Thread: could not read transaction log directory ...?

could not read transaction log directory ...?

From

Michael Brusser

Date:

07 May 2003, 15:30:18

Running some process on Postgres 7.3.2 I consistently end up with a crash.
This happens on Linux RedHat 6.2, kernel 2.2
Here's the fragment from the database log.

2003-05-07 14:38:48 LOG:  recycled transaction log file 0000000000000005
2003-05-07 14:48:56 LOG:  recycled transaction log file 0000000000000006
2003-05-07 15:04:10 LOG:  recycled transaction log file 0000000000000007
2003-05-07 15:04:10 PANIC:  could not read transaction log directory -
(<my_dir_path>/pg_xlog):Unknown error 523
 
2003-05-07 15:04:11 LOG:  server process (pid 449) was terminated by signal
6
2003-05-07 15:04:11 LOG:  terminating any other active server processes
2003-05-07 15:04:11 WARNING:  Message from PostgreSQL backend:       The Postmaster has informed me that some other
backend      died abnormally and possibly corrupted shared memory.       I have rolled back the current transaction and
am      going to terminate your database system connection and exit.       Please reconnect to the database system and
repeatyour query.

◆ Set exercise A ◆
In the Postgres crash thread, which PostgreSQL version was the process running on?
◆ Set exercise B ◆
According to the Postgres crash thread, why does the backend warning say it will terminate the database connection?

◆ Information supplied ◆
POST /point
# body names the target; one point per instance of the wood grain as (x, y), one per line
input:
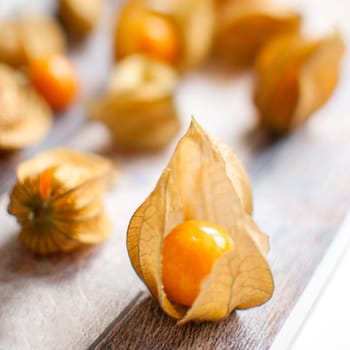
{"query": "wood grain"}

◆ Complete output A ◆
PostgreSQL 7.3.2.

◆ Complete output B ◆
The Postmaster informed the backend that another backend had died abnormally and possibly corrupted shared memory. The backend therefore rolled back the current transaction and exits, asking the user to reconnect and repeat the query.